==== Fragmento del documento ====

Insisto en aclarar que comparar la identidad de este gobierno con otros modelos históricos, laicos o religiosos, incluye el riesgo cierto de equivocarse por no atender las singularidades históricas de cada proceso político. Milei ejerce un liderazgo con rasgos propios, pero esos rasgos son inteligibles; inteligibles hasta donde pueden serlo los procesos inconclusos, porque nunca está de más advertir que estamos reflexionando alrededor de una experiencia política cuyos desenlaces aún no son visibles. En todos los casos, importa saber lo que Milei y sus dirigentes piensan de sí mismos, más allá de que esa imagen sea un espejismo o una versión sesgada y deformada de la realidad.
Se dice que la victoria electoral de LLA obedece a diferentes causas, pero la expectativa mayoritaria de sus votantes fue a favor de un gobierno que terminara con la inflación y estableciera el orden en los ministerios y en las calles. Sin embargo, los intelectuales de este gobierno están persuadidos de que llegaron al poder para una obra más trascendente que controlar la inflación o poner punto final a los piquetes. Hablan de batalla cultural, guerra ideológica y revolución cultural. Su percepción es la de revolucionarios o cruzados, no la de reformistas que emprolijan o administran el status quo. El futuro dirá hasta dónde estas ilusiones derechistas son reales.
La gestión objetiva del actual gobierno oscila entre los imperativos del realismo y las utopías a las que no están dispuestos a renunciar. Se ha dicho que a Milei hay que juzgarlo por lo que hace y no por lo que dice, una manera elegante no sé si de disculparlo pero sí de alentar al Milei sensato, responsable del personaje extravagante, belicoso, confrontativo que conocemos. No sabemos qué se impondrá, no sabemos si el capitalismo argentino será reformado para ajustarse a los nuevos tiempos o habrá espacio histórico para afrontar experiencias revolucionarias inéditas, aunque se hace difícil creer que la Argentina está atravesando un cambio civilizatorio y el inicio de una nueva era. En todos los casos, es necesario advertir de los riesgos de proponer rupturas revolucionarias y delirar acerca del hombre nuevo y otras supercherías por el estilo. Como dijo Raymond Aron, las reformas siempre son preferibles a las revoluciones; la civilización se sostiene sobre un hilo muy delicado como para arriesgarlo en aventuras ideológicas cuyos referentes en el pasado precipitaron tragedias que pusieron en riesgo el destino de la humanidad.

====

Consigna:
En el fragmento sobre el gobierno de Milei, ¿qué tipo de gobierno esperaba la mayoría de los votantes de LLA? Los registros no guardan relación alguna con el fragmento.

==== Extractos de registros ====

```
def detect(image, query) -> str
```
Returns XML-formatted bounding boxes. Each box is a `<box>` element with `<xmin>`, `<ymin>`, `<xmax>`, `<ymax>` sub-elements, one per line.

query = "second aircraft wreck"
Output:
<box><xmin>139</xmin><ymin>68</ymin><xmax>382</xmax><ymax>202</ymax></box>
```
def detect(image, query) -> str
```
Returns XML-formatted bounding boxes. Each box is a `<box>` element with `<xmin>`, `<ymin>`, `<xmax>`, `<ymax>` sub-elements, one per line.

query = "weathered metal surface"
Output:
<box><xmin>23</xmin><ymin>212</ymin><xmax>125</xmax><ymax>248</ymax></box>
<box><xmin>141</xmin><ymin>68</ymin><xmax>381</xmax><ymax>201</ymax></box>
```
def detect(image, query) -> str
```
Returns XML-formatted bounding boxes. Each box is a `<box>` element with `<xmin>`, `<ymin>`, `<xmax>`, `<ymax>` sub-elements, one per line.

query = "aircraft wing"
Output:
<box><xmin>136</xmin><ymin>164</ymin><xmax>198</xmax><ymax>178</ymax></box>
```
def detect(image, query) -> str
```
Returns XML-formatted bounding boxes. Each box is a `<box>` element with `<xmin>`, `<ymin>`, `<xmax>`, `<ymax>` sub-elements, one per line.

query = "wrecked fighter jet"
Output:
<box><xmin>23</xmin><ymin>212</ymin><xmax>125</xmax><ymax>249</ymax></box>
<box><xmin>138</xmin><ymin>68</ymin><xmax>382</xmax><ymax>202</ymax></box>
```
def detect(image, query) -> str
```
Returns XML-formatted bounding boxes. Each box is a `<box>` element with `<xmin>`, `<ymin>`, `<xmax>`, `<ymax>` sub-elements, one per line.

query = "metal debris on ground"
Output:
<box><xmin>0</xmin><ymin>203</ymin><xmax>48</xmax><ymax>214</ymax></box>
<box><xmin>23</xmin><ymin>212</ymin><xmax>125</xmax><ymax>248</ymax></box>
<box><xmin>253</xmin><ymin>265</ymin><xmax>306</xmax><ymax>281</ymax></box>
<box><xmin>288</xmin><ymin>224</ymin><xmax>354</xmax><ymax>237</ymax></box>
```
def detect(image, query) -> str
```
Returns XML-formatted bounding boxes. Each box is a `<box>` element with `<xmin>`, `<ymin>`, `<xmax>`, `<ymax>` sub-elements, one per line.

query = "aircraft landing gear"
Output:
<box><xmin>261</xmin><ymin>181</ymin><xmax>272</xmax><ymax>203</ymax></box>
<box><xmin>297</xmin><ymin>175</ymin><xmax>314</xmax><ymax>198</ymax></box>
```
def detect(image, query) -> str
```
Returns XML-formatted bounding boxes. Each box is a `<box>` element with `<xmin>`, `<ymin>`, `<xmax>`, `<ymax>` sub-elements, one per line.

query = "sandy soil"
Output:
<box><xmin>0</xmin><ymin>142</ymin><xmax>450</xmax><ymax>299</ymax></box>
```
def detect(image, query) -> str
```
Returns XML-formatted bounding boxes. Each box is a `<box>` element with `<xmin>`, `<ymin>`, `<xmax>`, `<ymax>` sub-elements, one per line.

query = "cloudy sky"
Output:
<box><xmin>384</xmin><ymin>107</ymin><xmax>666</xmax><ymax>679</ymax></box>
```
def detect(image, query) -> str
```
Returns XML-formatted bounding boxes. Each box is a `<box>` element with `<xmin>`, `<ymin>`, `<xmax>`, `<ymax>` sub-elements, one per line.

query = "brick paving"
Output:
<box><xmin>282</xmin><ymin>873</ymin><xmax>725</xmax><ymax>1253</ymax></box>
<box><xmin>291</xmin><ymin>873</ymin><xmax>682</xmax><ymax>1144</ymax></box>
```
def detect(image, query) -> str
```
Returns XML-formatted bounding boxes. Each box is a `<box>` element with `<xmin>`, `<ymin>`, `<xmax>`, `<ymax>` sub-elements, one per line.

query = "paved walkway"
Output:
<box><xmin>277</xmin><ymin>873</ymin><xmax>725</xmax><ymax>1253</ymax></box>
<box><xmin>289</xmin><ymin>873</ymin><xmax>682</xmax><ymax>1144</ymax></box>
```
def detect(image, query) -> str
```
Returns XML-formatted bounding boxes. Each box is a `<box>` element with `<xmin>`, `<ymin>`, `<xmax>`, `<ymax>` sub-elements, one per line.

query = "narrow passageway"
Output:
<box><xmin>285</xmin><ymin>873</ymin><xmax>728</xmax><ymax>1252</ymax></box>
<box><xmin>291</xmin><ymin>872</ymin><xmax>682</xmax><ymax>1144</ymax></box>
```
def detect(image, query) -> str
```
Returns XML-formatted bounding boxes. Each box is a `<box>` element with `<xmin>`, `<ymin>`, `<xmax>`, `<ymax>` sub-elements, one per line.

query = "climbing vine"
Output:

====

Resultado:
Un gobierno que terminara con la inflación y estableciera el orden en los ministerios y en las calles.